> **Required action**: Your task is to repeat exactly the lines below between the line holding "TARGET: dirt road" and the line holding "TARGET: green spire", inclusive, and only those.

> **Records to use**:
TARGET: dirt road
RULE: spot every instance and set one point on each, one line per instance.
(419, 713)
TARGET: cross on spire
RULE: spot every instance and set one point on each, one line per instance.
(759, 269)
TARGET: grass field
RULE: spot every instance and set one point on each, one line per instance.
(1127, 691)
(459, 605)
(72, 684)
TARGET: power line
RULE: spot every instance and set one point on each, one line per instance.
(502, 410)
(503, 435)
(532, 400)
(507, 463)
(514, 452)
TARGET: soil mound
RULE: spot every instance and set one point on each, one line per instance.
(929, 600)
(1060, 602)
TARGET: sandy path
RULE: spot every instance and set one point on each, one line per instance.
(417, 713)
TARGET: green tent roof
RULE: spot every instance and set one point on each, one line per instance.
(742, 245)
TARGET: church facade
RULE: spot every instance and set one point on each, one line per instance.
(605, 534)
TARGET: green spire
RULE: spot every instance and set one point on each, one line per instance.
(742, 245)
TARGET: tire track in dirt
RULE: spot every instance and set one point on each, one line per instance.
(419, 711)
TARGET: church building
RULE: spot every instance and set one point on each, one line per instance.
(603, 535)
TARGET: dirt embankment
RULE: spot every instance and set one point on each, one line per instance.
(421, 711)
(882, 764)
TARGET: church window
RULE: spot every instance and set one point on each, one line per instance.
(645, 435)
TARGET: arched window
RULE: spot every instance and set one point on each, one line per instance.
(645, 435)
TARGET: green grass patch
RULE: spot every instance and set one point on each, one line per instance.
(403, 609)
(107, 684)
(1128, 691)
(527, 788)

==

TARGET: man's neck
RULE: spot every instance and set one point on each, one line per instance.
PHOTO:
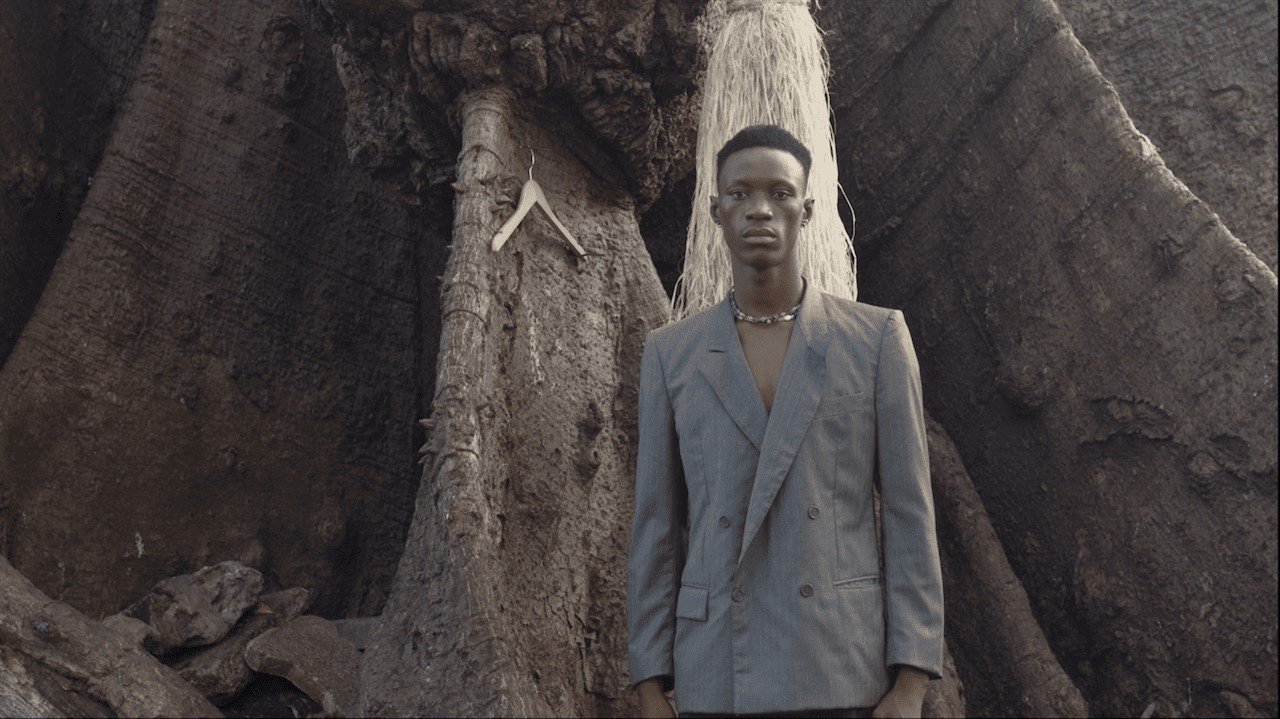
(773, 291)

* * *

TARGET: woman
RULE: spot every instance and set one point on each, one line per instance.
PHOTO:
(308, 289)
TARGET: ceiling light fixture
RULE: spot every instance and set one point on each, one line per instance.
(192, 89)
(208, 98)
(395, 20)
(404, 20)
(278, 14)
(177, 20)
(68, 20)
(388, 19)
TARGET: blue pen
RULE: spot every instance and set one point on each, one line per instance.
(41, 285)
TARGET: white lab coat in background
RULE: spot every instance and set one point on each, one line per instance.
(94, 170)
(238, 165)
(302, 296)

> **Reply**:
TARGET: dirt road
RULE: spot every instance and set one point on each, one line per instance.
(419, 713)
TARGET: cross on spire
RULE: spot every instance and set one point on each, one line per instance.
(759, 269)
TARGET: grass field
RULE: spot every instance and set one point on each, one line per instance.
(1127, 691)
(459, 605)
(72, 684)
TARGET: power line
RULE: spot every instance and set one point on each, one line per instance.
(502, 410)
(503, 435)
(532, 400)
(507, 463)
(514, 452)
TARGET: soil mound
RULE: spot every instance and set one point on each, one line per instance.
(929, 600)
(1060, 602)
TARGET: sandy path
RULE: spot every instance and set one point on each, one line per instance.
(417, 713)
TARGET: green tent roof
RULE: spot every instance and set one point on each, one line per instance.
(742, 245)
TARGET: church facade
RULE: spot every instance and set one point on each, one line per instance.
(605, 534)
TARGET: green spire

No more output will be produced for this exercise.